Fragmento del documento:
::::::

La importancia de este libro para la cultura, el mundo
y la literatura no ha pasado desapercibida en México. En 2011 se publicó la
traducción del poeta Francisco Serrano (1949) a partir de la cual es posible
escuchar a Job hablando como un poeta mexicano contemporáneo. En su
introducción, Serrano recuerda la cercanía del libro de Job con algunas
aportaciones de las tragedias y el pensamiento griegos y resume de una manera
admirable el argumento del libro: “Enfrentado a la pérdida de sus bienes
materiales, de su familia y de su salud, Job se niega, no obstante, a maldecir
a Dios. Tres amigos […] llegan para consolarlo y tratan de que Job reconozca
que su estado se debe a alguna falta que ha cometido. Él se niega a aceptarlo y
entonces sus amigos lo recriminan, cada vez con mayor acritud, por lo que
consideran su piedad y su orgullo intolerables”.[3] En algunos momentos, hoy quisiéramos ser positivistas
u optimistas y responder de una manera inmediata con las palabras con que
concluye el libro, que incluso tiene un final feliz. Pero al hacer eso nos
ahorraríamos todo el camino, todo el diálogo profundo y fecundo que tuvo Job
con esas tres personas.

::::::

Filas guardadas:

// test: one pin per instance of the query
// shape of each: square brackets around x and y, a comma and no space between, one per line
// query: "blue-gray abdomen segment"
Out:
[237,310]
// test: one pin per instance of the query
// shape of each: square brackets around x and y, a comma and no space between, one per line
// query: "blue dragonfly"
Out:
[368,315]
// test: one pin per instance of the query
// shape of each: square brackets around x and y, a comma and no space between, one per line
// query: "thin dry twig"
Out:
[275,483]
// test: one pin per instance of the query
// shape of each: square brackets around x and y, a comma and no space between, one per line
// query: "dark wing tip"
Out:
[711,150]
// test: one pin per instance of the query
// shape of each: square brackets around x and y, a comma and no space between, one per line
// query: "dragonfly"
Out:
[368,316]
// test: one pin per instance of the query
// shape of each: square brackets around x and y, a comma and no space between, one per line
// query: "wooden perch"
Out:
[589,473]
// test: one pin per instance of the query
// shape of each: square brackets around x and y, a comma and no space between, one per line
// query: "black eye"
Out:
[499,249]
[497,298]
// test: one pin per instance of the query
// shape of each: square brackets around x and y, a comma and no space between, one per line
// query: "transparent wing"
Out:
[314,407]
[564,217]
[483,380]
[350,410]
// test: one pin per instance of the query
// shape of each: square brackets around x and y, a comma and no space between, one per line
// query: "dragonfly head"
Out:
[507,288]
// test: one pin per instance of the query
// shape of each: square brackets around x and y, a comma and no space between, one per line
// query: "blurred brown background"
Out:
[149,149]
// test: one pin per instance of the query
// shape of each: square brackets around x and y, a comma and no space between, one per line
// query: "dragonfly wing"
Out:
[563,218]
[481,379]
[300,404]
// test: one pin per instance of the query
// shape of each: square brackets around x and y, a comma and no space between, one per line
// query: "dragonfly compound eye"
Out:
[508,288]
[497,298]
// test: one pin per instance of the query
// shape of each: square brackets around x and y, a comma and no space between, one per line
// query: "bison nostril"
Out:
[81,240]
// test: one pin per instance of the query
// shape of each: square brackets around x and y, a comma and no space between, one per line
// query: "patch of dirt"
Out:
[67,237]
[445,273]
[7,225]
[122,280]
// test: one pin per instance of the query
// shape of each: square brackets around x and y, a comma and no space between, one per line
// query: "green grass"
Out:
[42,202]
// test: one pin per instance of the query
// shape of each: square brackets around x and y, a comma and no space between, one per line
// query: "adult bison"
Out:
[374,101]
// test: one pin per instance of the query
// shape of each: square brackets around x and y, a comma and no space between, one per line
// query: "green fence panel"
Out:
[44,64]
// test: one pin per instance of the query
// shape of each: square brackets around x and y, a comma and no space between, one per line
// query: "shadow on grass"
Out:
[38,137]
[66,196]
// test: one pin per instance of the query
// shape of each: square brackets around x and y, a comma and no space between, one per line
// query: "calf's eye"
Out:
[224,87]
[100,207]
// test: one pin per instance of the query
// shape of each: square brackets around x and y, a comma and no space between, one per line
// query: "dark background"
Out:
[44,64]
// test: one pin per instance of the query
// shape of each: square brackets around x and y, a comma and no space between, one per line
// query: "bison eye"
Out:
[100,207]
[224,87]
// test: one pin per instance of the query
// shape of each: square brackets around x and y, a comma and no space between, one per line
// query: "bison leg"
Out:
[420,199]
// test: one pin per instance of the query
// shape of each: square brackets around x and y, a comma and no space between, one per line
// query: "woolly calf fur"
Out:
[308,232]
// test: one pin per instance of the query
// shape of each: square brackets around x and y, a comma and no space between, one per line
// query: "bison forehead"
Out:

::::::

Objetivo: En el fragmento sobre el libro de Job, ¿en qué año se publicó la traducción de Francisco Serrano? Las filas son un material aparte del fragmento.

Respuesta escrita: En 2011.